Exercise task — Render each line of the material below as a Markdown table with columns No and Line, numbering the rows and skipping blank lines. Leave the pictures out.

**** Exercise material ****

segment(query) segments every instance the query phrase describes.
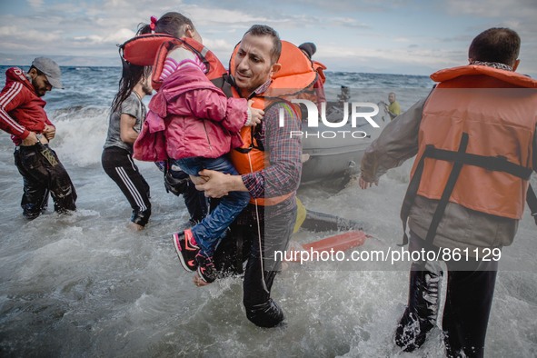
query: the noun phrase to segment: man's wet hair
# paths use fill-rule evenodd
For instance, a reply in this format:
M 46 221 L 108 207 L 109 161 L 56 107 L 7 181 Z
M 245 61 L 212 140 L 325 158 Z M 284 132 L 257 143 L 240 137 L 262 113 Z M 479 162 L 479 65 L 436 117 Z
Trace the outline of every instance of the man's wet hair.
M 492 27 L 479 34 L 472 41 L 468 57 L 473 61 L 496 62 L 512 65 L 518 58 L 521 38 L 506 27 Z
M 254 36 L 271 36 L 273 38 L 273 49 L 271 50 L 271 61 L 273 65 L 278 62 L 280 55 L 282 54 L 282 40 L 280 35 L 271 26 L 266 25 L 254 25 L 246 31 L 244 35 L 250 34 Z

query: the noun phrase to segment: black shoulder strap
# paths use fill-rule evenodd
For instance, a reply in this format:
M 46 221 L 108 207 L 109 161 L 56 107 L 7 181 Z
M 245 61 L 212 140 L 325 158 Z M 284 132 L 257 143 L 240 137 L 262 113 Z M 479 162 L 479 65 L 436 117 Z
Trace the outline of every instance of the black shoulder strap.
M 537 196 L 535 196 L 535 192 L 533 192 L 531 184 L 528 186 L 526 203 L 528 203 L 528 206 L 530 206 L 530 210 L 532 211 L 532 216 L 533 216 L 535 224 L 537 224 Z

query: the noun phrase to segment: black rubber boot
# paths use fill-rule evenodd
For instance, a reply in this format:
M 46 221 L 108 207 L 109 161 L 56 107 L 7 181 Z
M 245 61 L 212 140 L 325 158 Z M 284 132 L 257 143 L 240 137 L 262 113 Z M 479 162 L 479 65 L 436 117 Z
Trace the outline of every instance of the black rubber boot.
M 442 272 L 434 272 L 430 263 L 413 264 L 408 306 L 395 330 L 395 344 L 404 352 L 421 347 L 436 325 L 441 280 Z

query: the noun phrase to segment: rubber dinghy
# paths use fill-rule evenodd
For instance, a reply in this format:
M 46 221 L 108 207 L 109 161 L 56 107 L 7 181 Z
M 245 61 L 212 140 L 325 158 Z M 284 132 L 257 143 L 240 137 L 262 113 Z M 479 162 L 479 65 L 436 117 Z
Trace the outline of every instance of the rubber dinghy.
M 340 97 L 341 98 L 341 97 Z M 343 108 L 348 109 L 347 123 L 343 123 Z M 326 179 L 350 177 L 360 170 L 360 161 L 365 149 L 378 137 L 385 118 L 384 106 L 378 105 L 379 113 L 371 118 L 381 127 L 373 127 L 365 118 L 358 117 L 356 125 L 352 125 L 351 104 L 346 102 L 327 102 L 325 124 L 319 114 L 318 126 L 308 126 L 307 115 L 303 119 L 303 157 L 305 162 L 302 169 L 302 184 L 310 184 Z M 358 113 L 372 113 L 372 107 L 358 107 Z M 305 112 L 304 112 L 305 113 Z

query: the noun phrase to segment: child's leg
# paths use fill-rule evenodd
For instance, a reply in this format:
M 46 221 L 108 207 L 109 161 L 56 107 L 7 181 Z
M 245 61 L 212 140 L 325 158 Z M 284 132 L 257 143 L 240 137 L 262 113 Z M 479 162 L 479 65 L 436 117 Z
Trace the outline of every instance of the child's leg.
M 232 163 L 225 156 L 214 159 L 198 157 L 196 160 L 201 163 L 201 166 L 204 169 L 215 170 L 232 175 L 238 174 Z M 189 173 L 188 169 L 183 167 L 183 164 L 189 165 L 187 162 L 190 161 L 177 161 L 179 166 L 186 173 Z M 192 228 L 192 233 L 203 254 L 208 257 L 213 255 L 218 240 L 224 235 L 229 225 L 243 209 L 246 207 L 249 200 L 250 194 L 247 192 L 231 192 L 228 195 L 222 197 L 218 205 L 204 220 Z

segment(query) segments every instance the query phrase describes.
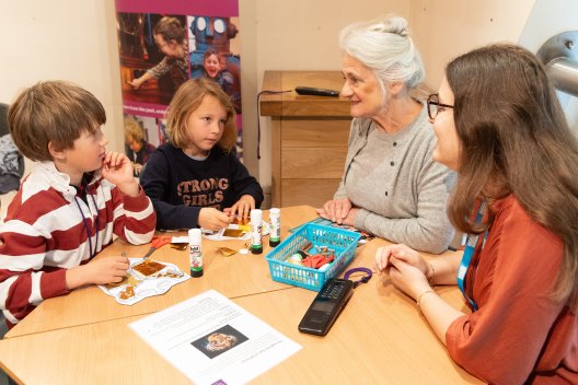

****

Correct output —
| No | Line |
|---|---|
| 1 | segment(query) segments every instance the query phrase describes. |
| 2 | query: the noun phrase to segment: man's wet hair |
| 3 | # paths use fill-rule evenodd |
| 4 | For instance, a reply in this format: |
| 5 | M 46 221 L 108 207 L 109 161 L 56 107 L 7 181 Z |
| 6 | M 245 61 L 212 140 L 325 158 Z M 284 132 L 257 143 L 240 137 L 262 113 Z M 479 162 L 479 65 L 436 117 Z |
| 7 | Trace the outline of every instance of the man's wet hair. |
| 8 | M 492 27 L 479 34 L 472 41 L 468 57 L 473 61 L 496 62 L 512 65 L 518 58 L 521 38 L 506 27 Z |
| 9 | M 254 36 L 271 36 L 273 38 L 273 49 L 271 50 L 271 61 L 273 65 L 278 62 L 280 55 L 282 54 L 282 40 L 280 35 L 271 26 L 266 25 L 254 25 L 246 31 L 244 35 L 250 34 Z |
| 10 | query: the noun phrase to segment: black shoulder strap |
| 11 | # paths use fill-rule evenodd |
| 12 | For instance, a reply in this format: |
| 13 | M 46 221 L 108 207 L 109 161 L 56 107 L 7 181 Z |
| 14 | M 245 61 L 212 140 L 325 158 Z M 284 132 L 257 143 L 240 137 L 262 113 Z M 479 162 L 479 65 L 436 117 Z |
| 15 | Trace the outline of every instance of the black shoulder strap. |
| 16 | M 537 196 L 535 196 L 535 192 L 533 192 L 531 184 L 528 186 L 526 203 L 528 203 L 528 206 L 530 206 L 530 210 L 532 211 L 532 216 L 533 216 L 535 224 L 537 224 Z |
| 17 | query: the noun phrase to segment: black rubber boot |
| 18 | # paths use fill-rule evenodd |
| 19 | For instance, a reply in this format: |
| 20 | M 46 221 L 108 207 L 109 161 L 56 107 L 7 181 Z |
| 21 | M 245 61 L 212 140 L 325 158 Z M 284 132 L 257 143 L 240 137 L 262 113 Z M 479 162 L 479 65 L 436 117 Z |
| 22 | Trace the outline of every instance of the black rubber boot. |
| 23 | M 442 272 L 434 272 L 430 263 L 413 264 L 408 306 L 395 330 L 395 344 L 404 352 L 421 347 L 436 325 L 441 280 Z |
| 24 | query: the noun phrase to segment: rubber dinghy |
| 25 | # paths use fill-rule evenodd |
| 26 | For instance, a reply in this format: |
| 27 | M 46 221 L 108 207 L 109 161 L 56 107 L 7 181 Z |
| 28 | M 245 61 L 212 140 L 325 158 Z M 284 132 L 257 143 L 240 137 L 262 113 Z M 479 162 L 479 65 L 436 117 Z |
| 29 | Trace the outline of every instance of the rubber dinghy. |
| 30 | M 340 97 L 341 98 L 341 97 Z M 343 108 L 348 109 L 347 123 L 343 123 Z M 326 179 L 350 177 L 360 170 L 360 161 L 365 149 L 378 137 L 385 118 L 384 106 L 378 105 L 379 113 L 371 118 L 381 127 L 373 127 L 365 118 L 358 117 L 356 125 L 352 125 L 351 104 L 346 102 L 327 102 L 325 124 L 319 114 L 318 126 L 308 126 L 307 115 L 303 119 L 303 157 L 305 162 L 302 169 L 302 184 L 310 184 Z M 358 113 L 372 113 L 372 107 L 358 107 Z M 305 112 L 304 112 L 305 113 Z |
| 31 | query: the noun phrase to segment: child's leg |
| 32 | # paths use fill-rule evenodd |
| 33 | For instance, a reply in this format: |
| 34 | M 46 221 L 108 207 L 109 161 L 56 107 L 7 181 Z |
| 35 | M 245 61 L 212 140 L 325 158 Z M 284 132 L 257 143 L 240 137 L 262 113 Z M 479 162 L 479 65 L 436 117 Z |
| 36 | Trace the outline of every instance of the child's leg. |
| 37 | M 232 163 L 225 156 L 214 159 L 198 157 L 196 160 L 201 163 L 201 166 L 204 169 L 215 170 L 232 175 L 238 174 Z M 189 173 L 188 169 L 183 167 L 183 164 L 189 165 L 187 162 L 190 161 L 177 161 L 179 166 L 186 173 Z M 192 228 L 192 233 L 203 254 L 208 257 L 213 255 L 218 240 L 224 235 L 229 225 L 243 209 L 246 207 L 249 200 L 250 194 L 247 192 L 231 192 L 228 195 L 222 197 L 218 205 L 204 220 Z |
| 38 | segment(query) segments every instance the query phrase describes. |